Collected data
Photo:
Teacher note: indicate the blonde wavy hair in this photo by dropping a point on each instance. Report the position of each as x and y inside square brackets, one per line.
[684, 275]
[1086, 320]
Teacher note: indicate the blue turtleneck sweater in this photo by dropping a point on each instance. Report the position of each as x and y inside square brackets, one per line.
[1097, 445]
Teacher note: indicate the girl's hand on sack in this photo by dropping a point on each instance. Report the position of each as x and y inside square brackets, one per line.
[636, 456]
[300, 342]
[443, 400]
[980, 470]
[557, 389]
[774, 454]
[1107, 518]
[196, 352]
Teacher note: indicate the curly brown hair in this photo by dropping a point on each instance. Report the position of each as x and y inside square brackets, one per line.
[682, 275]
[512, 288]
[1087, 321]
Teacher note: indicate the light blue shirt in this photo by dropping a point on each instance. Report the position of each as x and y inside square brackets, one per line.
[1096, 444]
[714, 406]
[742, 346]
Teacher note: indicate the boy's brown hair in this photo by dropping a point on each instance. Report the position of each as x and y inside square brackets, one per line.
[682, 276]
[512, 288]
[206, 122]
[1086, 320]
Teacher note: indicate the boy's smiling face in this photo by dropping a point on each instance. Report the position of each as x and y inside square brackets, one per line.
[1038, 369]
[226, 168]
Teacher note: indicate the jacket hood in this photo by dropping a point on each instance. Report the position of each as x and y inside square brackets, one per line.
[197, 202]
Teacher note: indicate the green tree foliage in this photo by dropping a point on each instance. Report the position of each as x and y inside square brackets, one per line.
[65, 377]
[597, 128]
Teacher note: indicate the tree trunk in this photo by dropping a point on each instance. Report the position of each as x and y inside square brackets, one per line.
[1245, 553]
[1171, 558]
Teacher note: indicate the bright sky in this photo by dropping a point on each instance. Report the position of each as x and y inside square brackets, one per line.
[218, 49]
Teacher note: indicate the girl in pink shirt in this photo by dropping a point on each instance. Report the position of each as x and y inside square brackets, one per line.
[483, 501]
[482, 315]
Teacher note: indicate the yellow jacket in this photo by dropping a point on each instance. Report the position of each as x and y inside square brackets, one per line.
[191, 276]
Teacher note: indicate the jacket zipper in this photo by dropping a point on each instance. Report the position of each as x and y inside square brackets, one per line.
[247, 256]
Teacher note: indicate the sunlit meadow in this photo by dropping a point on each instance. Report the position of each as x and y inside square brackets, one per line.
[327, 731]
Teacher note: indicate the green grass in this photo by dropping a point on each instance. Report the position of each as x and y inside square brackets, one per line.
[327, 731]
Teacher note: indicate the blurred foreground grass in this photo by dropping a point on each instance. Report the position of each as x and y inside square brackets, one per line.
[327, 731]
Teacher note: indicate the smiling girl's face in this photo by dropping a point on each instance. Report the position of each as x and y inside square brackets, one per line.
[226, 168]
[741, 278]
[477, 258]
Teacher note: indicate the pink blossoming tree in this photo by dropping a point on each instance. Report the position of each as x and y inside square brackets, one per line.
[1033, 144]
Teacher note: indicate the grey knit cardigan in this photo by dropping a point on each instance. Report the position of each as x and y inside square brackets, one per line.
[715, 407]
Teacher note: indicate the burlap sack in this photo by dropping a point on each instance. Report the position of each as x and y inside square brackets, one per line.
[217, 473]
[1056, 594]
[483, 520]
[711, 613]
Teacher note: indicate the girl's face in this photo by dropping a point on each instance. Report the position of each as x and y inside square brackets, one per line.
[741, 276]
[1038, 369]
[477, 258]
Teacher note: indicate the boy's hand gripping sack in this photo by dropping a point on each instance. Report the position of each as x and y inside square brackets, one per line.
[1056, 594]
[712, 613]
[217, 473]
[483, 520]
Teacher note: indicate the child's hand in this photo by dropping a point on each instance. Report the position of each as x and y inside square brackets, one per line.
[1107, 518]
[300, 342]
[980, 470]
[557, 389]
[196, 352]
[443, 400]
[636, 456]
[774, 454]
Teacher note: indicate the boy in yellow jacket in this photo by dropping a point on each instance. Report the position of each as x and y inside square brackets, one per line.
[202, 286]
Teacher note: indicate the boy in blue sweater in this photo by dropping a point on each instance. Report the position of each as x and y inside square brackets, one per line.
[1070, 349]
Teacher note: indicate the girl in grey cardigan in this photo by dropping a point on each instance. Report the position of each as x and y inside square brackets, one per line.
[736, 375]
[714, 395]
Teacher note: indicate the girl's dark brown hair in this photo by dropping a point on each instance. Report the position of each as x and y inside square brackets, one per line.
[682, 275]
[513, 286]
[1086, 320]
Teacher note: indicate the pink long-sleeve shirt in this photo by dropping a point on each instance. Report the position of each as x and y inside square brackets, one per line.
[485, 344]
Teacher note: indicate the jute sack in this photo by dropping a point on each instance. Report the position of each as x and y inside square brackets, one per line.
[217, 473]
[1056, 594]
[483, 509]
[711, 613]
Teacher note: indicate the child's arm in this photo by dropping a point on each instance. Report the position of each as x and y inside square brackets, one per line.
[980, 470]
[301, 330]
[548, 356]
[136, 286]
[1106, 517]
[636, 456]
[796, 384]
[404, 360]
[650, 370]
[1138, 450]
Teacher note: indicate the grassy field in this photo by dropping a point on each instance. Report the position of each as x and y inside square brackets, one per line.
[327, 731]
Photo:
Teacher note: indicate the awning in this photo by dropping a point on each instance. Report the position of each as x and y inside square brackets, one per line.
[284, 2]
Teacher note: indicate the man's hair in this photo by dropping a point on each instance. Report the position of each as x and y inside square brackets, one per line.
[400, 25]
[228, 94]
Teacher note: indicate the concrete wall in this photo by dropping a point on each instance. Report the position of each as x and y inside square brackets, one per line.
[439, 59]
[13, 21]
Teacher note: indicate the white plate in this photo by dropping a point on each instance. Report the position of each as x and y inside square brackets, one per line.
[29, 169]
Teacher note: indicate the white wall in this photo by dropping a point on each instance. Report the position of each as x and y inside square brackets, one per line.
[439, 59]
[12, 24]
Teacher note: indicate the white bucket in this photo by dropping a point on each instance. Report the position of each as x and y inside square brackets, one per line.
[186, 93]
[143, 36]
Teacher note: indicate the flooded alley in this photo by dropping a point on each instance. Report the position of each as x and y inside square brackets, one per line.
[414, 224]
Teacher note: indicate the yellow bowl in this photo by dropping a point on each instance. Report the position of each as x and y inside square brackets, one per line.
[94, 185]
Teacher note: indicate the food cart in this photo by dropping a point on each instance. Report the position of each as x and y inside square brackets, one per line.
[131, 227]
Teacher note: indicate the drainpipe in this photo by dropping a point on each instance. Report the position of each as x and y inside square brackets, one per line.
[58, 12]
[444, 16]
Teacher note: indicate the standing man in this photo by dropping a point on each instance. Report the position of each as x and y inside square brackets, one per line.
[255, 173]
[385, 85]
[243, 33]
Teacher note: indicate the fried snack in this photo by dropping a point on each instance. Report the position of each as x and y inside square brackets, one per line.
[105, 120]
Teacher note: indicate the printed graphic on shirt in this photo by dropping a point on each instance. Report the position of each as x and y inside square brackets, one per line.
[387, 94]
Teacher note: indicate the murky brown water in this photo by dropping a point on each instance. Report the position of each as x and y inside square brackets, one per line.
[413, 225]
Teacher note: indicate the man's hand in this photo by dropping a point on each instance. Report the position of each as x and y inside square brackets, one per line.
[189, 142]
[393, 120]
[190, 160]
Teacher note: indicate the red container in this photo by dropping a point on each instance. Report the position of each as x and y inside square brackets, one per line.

**WORK TO BE COMPLETED**
Going line by line, copy the data above exactly.

**EXERCISE RESPONSE**
Photo:
Teacher note: indicate the blonde wavy hair in this photo by dropping a point on each instance. Report the position of each as x and y inside square brackets, one per line.
[684, 275]
[1086, 320]
Teacher note: indicate the blue turtleneck sweater in this photo by dropping a point on each instance. Report the position of each as x and y inside square brackets, one per line.
[1097, 445]
Teacher note: indicate the girl's hand on sack in this photo by dropping a point on each instance. Report the position of each as x and y inside square brackets, one per line.
[636, 456]
[300, 342]
[443, 400]
[980, 470]
[557, 389]
[774, 454]
[1107, 518]
[196, 352]
Teacher note: indicate the curly brown hair in this photo by dropping a point on each instance. Report the position of each as x and y inside square brackets, one per line.
[682, 275]
[512, 288]
[1087, 321]
Teacher note: indicate the light blue shirt in this photo by dropping a point on each instance. Report the position of each as x and y inside square brackets, one per line.
[1096, 444]
[714, 406]
[742, 346]
Teacher note: indicate the boy's brown hair in this photo by dropping a point on each instance. Report the position of each as x and y inside square brackets, one per line.
[682, 276]
[512, 288]
[206, 122]
[1086, 320]
Teacher note: indicate the boy's smiling face in this photo by dropping a point on each instance. Report the position of each as x and y inside square brackets, one per line.
[1038, 369]
[226, 168]
Teacher note: indicate the jacket hood in this photo by dropping a point on each instance. Report the position of each as x and y inside square brackets, one per line.
[197, 202]
Teacher note: indicate the green tree foliage in this photo by dropping a point on each instance. Report the position of each as x and y inside square brackets, one per line.
[65, 377]
[597, 128]
Teacher note: indicate the tree trunk in this photo by dropping a point on each instance. Report the position of each as x and y inside square brackets, one per line.
[1245, 553]
[1171, 558]
Teacher note: indicate the bright sky in this photo by dropping a point on each instance. Report the position of each as x and y inside square brackets, one per line.
[218, 49]
Teacher note: indicate the girl in pink shirt in this photo by dropping a point on each instance. Report the position of each as x and y inside square brackets, one per line.
[483, 501]
[482, 315]
Teacher note: indicate the yellow jacket in this photo by dropping a point on each instance. Report the position of each as x and y inside square brackets, one per line.
[191, 276]
Teacher note: indicate the jacket zipper in this photo by dropping a point on each instance. Report the position of each as x and y inside square brackets, one per line.
[247, 256]
Teacher note: indicate the sunlit meadow in this photo by dropping a point on each instance. Report the position of each as x and y inside square brackets, one per line.
[327, 731]
Teacher note: indicate the green grass in this photo by dropping a point on each instance. Report the position of each as x and y inside square brackets, one per line.
[327, 731]
Teacher note: indicate the blurred foreground grass in this photo by dropping a point on each instance. Report the position of each as x and y inside square brackets, one per line.
[327, 731]
Teacher note: indicate the smiling girl's face in this photo by dropping a point on each instance. Report the position of each as x and y inside square brackets, one per line.
[226, 168]
[741, 278]
[477, 258]
Teacher note: indicate the pink blossoming tree in this photo by dropping a point on each instance. Report the position of each as x and y inside square brackets, one per line.
[1033, 144]
Teacher note: indicate the grey knit cardigan in this photo by dropping a point on each instance. Report the position of each as x and y inside square brackets, one per line.
[715, 407]
Teacher note: indicate the burlap sack in this photo by dropping a point on each instance. Report the position of each as x and y inside square brackets, one per line.
[217, 473]
[1056, 594]
[483, 520]
[711, 613]
Teacher note: indicate the girl's face in this photo by dropping a point on each instance. Report the position of each as x and y inside square brackets, one per line.
[741, 276]
[1038, 369]
[477, 258]
Teacher note: indicate the boy's hand gripping sack in this photo by dropping a point on each instance. Report the position of each as x and y inside square brackets, one per line.
[1056, 594]
[712, 613]
[217, 473]
[483, 520]
Teacher note: indicate the child's hand in this photo by dropping a point on each instance. Report the position of each as x and y inside square brackets, one per line.
[1107, 518]
[300, 342]
[980, 470]
[557, 389]
[196, 352]
[443, 400]
[636, 456]
[774, 454]
Teacher note: indicate the boy in yellow jacket in this photo by dropping a point on each instance. Report the position of each as x and y inside square brackets, one per line.
[202, 286]
Teacher note: indicate the boy in blue sweater in this photo by dropping a point on each instance. Report the position of each as x and y inside square brackets, one per line.
[1070, 349]
Teacher note: indicate the girl in grey cardigan in this photo by dropping a point on each instance. Report the position of each as x and y inside square brackets, one per line.
[736, 375]
[714, 395]
Teacher note: indicate the girl's dark brown hair in this photo by dropping a point on each instance. Report the position of each as x and y inside square brackets, one per line.
[682, 275]
[513, 286]
[1086, 320]
Teacher note: indicate the pink long-sleeve shirt in this photo by dropping a point on each instance. Report the position of each as x and y inside square brackets, one per line.
[485, 344]
Teacher note: indicate the jute sack in this photo by dropping a point on each instance. Report the position of each as x and y inside square brackets, one per line.
[217, 473]
[1056, 594]
[483, 509]
[711, 613]
Teacher note: indicate the child's arm in this photo by dropping a point on each instance. Report the position of each as x and y inside square brackets, one per line.
[980, 470]
[301, 330]
[548, 356]
[136, 286]
[1106, 517]
[636, 456]
[796, 384]
[404, 360]
[650, 370]
[1138, 450]
Teacher note: indicate the grassy field in this photo by dropping a point on each instance. Report the position of each as x and y inside square brackets, one per line.
[327, 731]
Photo:
Teacher note: indicate the awning in this photo by dropping a point on each instance. Report the position of each as x and y inside square brackets, one per line.
[284, 2]
Teacher note: indicate the man's hair in this photo by dropping a point on each instance. Report the position of each as x and y inside square brackets, one per line.
[400, 25]
[228, 94]
Teacher note: indicate the concrete wall in this photo by dropping a point on each instance. Report the position of each as x and y inside square brackets, one per line.
[439, 59]
[13, 21]
Teacher note: indicate the white plate in this photo by dropping a point on each instance. Report the position of each as x and y inside square brackets, one per line.
[29, 169]
Teacher note: indicate the white wall in this photo by dropping a point on each instance. Report the position of each as x and y inside square brackets, one per line.
[439, 59]
[12, 24]
Teacher note: indicate the white bucket in this photo by dropping a point on each instance. Report the position of each as x and y inside square brackets, one per line.
[186, 93]
[143, 36]
Teacher note: indicate the flooded alley in this photo by dropping a point on each instance. Report the position of each as x and y inside square brackets, one per line.
[414, 224]
Teacher note: indicate the yellow bowl in this photo by dropping a point on each instance. Report the position of each as x and y inside square brackets, one per line.
[94, 185]
Teacher note: indicate the food cart in this photo by dropping a point on each instance. Report the position of each as x and y inside square brackets, one per line.
[131, 227]
Teacher note: indicate the drainpipe in this photo by dropping a point on each instance. Report the position of each as x and y inside square brackets, one per line.
[58, 12]
[444, 16]
Teacher note: indicate the standing man in this photo by dropping a point on each instance. Report the position of each as x and y inside square brackets, one per line.
[255, 173]
[385, 85]
[243, 33]
Teacher note: indicate the fried snack in this photo by dropping a point on each instance. Report the position of each as x and y inside square brackets, one per line.
[105, 120]
Teacher note: indicate the printed graphic on shirt in this photo by dropping a point on each instance. Report the position of each as x and y inside square brackets, one per line.
[387, 94]
Teacher note: indicate the murky brown water in this photo by dropping a point on each instance. Report the position of each as x and y inside square brackets, one per line.
[413, 225]
Teacher note: indicate the man's hand in this photo by dropping a point on each instance. Report the position of each as x and y inside square brackets, one per line.
[189, 142]
[393, 120]
[190, 160]
Teacher note: indicate the red container in this photo by dropping a point on each instance. Report the position of each as x and y inside square brackets, one per line.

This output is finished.